Assigned task: Copy out the data in full, keeping each line exactly as it reads.

Data to process:
◆ ◆ ◆

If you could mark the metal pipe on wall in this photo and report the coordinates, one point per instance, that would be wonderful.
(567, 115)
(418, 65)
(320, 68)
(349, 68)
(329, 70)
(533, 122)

◆ ◆ ◆

Answer:
If you could mark the metal pipe on wall in this photo and report the coordinates, one point per instance, that would be wonderful.
(567, 115)
(418, 65)
(320, 68)
(349, 68)
(329, 70)
(533, 122)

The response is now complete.